#### [DESCRIPTION OF THE TASK]
In the records below, pick out every line containing the word "query" and copy each one. Case counts.

#### [INPUT ROWS]
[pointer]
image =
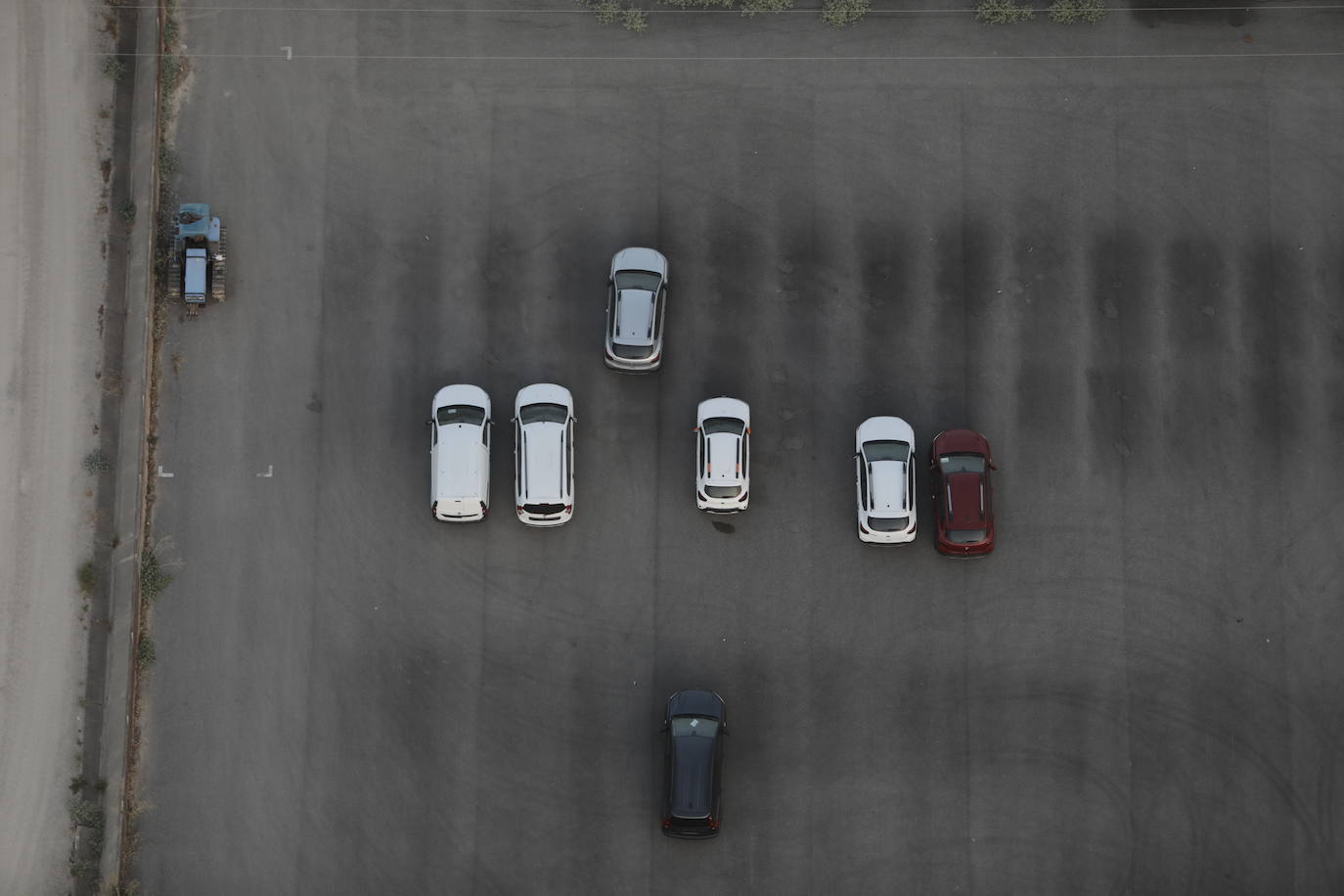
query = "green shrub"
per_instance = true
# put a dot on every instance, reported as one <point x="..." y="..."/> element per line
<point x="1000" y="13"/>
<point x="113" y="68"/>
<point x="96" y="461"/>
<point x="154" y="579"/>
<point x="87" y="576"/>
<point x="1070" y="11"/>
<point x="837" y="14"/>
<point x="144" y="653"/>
...
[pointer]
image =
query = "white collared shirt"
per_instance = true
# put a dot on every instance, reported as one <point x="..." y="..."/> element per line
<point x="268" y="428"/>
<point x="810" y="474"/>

#### [THE OUTPUT]
query = "green shrub"
query = "white collared shirt"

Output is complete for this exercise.